◆ Task goal
For each line in the data below that holds "quartz", return a copy.

** Opening Input data block **

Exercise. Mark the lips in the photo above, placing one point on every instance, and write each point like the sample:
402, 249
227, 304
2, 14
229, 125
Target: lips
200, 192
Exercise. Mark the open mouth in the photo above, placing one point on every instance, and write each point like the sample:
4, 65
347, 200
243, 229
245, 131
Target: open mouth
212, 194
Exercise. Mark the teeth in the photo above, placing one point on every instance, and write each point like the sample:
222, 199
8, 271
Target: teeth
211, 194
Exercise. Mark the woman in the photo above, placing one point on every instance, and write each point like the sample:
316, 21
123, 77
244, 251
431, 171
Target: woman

** Closing Input data block **
** Opening Input data block **

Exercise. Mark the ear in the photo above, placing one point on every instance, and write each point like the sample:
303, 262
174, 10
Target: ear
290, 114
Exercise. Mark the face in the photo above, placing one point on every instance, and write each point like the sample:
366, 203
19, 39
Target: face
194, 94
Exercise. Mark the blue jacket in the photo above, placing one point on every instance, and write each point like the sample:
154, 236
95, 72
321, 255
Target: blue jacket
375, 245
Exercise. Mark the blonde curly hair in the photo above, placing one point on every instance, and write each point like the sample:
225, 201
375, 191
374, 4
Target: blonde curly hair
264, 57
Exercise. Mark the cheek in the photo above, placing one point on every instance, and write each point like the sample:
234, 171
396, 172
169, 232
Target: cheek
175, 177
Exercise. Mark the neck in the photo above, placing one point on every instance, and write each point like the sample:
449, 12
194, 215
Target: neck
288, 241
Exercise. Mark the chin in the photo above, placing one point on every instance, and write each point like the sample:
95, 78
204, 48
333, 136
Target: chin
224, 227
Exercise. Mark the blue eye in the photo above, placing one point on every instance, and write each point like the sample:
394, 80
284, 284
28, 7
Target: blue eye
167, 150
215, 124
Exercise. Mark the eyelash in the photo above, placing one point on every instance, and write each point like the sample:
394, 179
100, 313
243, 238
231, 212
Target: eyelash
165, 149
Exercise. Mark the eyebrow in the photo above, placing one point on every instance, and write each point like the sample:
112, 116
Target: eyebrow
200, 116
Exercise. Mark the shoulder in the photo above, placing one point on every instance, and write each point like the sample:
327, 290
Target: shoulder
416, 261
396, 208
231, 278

** Closing Input data block **
** Opening Input data block **

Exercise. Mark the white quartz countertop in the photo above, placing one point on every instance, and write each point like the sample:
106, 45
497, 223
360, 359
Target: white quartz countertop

** Closing Input data block **

◆ Answer for the task
Exercise. Mark the white quartz countertop in the photo above, placing one point on every instance, and write each point like the sample:
Target: white quartz countertop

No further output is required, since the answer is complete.